··· SOURCE EXCERPT

Our Path to Learning Spanish

This is a rough overview of our path to learning Spanish. This path can be adapted to any Foreign Language Acquisition program. It is said that if a child begins a foreign language before five (some say eight) years old, they will speak without an accent. This was the case with us. I speak intermediate Spanish and that is why I decided to teach Spanish. I felt that my child should at least know what I know.

  • Learned the alphabet song (it can be adapted to the English ABC song. I taught my daughter an older version of the Spanish alphabet (the official alphabet has been changed) because it is what I learned and it includes sounds I wanted my daughter to know. She knows that it is not the current official alphabet.)

  • Learned other songs about common things and phrases--colors, animals, days of the week, greetings and farewells, etc. Many children's CDs (and books for that matter) are not intelligently developed. Some are but may have objectionable music, etc. that has to be skipped.

  • Learned useful common sentences.

  • Learned to pronounce vowels well.

······
··· DATASET SECTION

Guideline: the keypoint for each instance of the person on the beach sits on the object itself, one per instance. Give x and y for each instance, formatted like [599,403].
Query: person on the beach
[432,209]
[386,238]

······

» SET TASKS:
**A.** Please rewrite the portion of the Spanish-learning text between "This is a rough" and "current official alphabet.)", inclusive, changing "daughter" to "son".
**B.** Shorten the paragraph of the Spanish-learning text that begins "This is a rough overview" and keep its main facts.
**C.** Extend the Spanish-learning text with the next few items on its list.

» TASK-BY-TASK ANSWERS:
**A.**
This is a rough overview of our path to learning Spanish. This path can be adapted to any Foreign Language Acquisition program. It is said that if a child begins a foreign language before five (some say eight) years old, they will speak without an accent. This was the case with us. I speak intermediate Spanish and that is why I decided to teach Spanish. I felt that my child should at least know what I know.

  • Learned the alphabet song (it can be adapted to the English ABC song. I taught my son an older version of the Spanish alphabet (the official alphabet has been changed) because it is what I learned and it includes sounds I wanted my son to know. She knows that it is not the current official alphabet.)

**B.** This overview of how we learned Spanish can fit any foreign language program. Children who start a foreign language before age five (some say eight) reportedly speak it without an accent, and that held true for us. I speak intermediate Spanish and taught it so my child would know at least what I know.

**C.**
  • Learned where to place stress when speaking. There are only three main easy rules:
    1. If the word ends with a vowel, n, or s, it is stressed on the second to the last syllable (casa, mañana).
    2. If the word ends with a consonant (except n or s), it is stressed on the last syllable (canal, doctor).
    3. If the word has an accent mark, it stress on that syllable (está (es-TA) versus esta (ES-ta).

  • Conjugated regular ar, er, ir verbs as well as common irregular verbs such as estar and ser (501 Spanish Verbs is a basic resource. An older Spanish dictionary useful. Modern Harpers-Collins full of profaneness--expensive but I discarded it.)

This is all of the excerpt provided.